__Your goal__: In the entries that follow, the lines from the one with "Target: blue plastic barrel" through the one with "Target: wooden rafter" are the ones to write out, exactly and with both ends included. Nothing else should appear.

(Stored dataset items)

#####

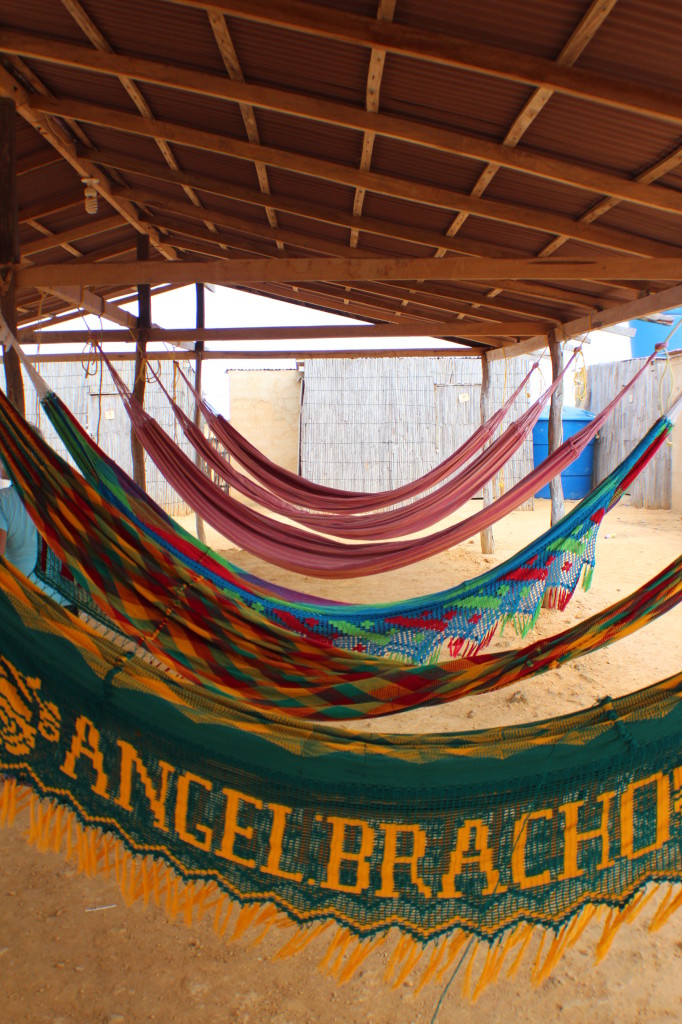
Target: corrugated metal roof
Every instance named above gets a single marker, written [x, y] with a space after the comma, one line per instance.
[317, 168]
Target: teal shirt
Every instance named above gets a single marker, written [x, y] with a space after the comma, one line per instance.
[22, 544]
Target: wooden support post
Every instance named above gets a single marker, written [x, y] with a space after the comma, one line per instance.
[555, 430]
[486, 538]
[143, 324]
[9, 246]
[199, 349]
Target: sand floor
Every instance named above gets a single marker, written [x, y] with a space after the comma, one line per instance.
[71, 952]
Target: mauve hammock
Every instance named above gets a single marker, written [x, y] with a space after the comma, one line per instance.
[218, 643]
[305, 494]
[300, 551]
[422, 513]
[464, 617]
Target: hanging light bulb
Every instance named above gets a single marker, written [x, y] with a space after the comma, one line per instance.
[91, 195]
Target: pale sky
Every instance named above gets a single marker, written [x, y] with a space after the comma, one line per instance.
[227, 307]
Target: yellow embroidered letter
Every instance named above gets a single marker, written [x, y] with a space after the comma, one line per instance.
[232, 829]
[571, 837]
[86, 743]
[130, 760]
[521, 828]
[338, 855]
[181, 810]
[391, 858]
[280, 815]
[662, 783]
[480, 855]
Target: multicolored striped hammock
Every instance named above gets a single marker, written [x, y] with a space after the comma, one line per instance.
[456, 848]
[463, 617]
[300, 551]
[423, 512]
[186, 623]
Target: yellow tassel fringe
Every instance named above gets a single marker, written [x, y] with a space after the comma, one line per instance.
[53, 828]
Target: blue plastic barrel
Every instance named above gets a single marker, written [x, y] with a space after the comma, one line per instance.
[577, 478]
[648, 334]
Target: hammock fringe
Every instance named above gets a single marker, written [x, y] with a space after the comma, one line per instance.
[54, 828]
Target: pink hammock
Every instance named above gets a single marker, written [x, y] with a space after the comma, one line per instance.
[426, 511]
[300, 551]
[305, 494]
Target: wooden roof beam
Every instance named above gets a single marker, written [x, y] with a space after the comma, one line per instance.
[233, 69]
[370, 122]
[300, 208]
[453, 51]
[343, 332]
[538, 220]
[314, 269]
[645, 305]
[90, 227]
[180, 354]
[67, 148]
[82, 298]
[589, 25]
[90, 30]
[385, 11]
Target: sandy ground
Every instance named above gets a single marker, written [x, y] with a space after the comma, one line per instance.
[71, 952]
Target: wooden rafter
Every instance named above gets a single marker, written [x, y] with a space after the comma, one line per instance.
[370, 122]
[453, 51]
[589, 25]
[90, 30]
[231, 62]
[375, 73]
[643, 306]
[515, 214]
[57, 137]
[236, 334]
[252, 271]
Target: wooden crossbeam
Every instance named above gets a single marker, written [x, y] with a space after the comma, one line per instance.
[57, 138]
[370, 122]
[667, 299]
[289, 353]
[453, 51]
[538, 220]
[349, 333]
[357, 268]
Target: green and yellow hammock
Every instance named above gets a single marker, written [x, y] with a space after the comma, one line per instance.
[457, 848]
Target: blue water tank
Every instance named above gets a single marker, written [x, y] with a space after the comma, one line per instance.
[577, 478]
[648, 334]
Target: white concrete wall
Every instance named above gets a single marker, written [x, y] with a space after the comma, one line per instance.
[264, 406]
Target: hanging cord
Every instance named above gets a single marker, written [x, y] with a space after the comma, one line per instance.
[501, 475]
[581, 381]
[6, 278]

#####

__Response__:
Target: blue plastic barrel
Every instance named above gets a single marker, written [x, y] with a space after the comma, one line per instance.
[577, 478]
[648, 334]
Target: hammock fringe
Every instance named above gets a single marker, written [x, y] with a space after the comma, one line per instance.
[54, 828]
Target: pink hammock
Every instance named above gets a single marker, written [x, y] with a space after the comma, one line per instance.
[426, 511]
[300, 551]
[305, 494]
Target: wooden roof beam
Every instance named above gets a single marker, written [x, y] with a space after the comma, one line per instance.
[233, 69]
[370, 122]
[300, 208]
[453, 51]
[343, 332]
[538, 220]
[314, 269]
[645, 305]
[90, 227]
[180, 354]
[67, 148]
[82, 298]
[589, 25]
[90, 30]
[385, 11]
Target: sandy ground
Every instance named above gets a single marker, written [x, y] with a space after the comma, one line per instance.
[71, 952]
Target: wooden rafter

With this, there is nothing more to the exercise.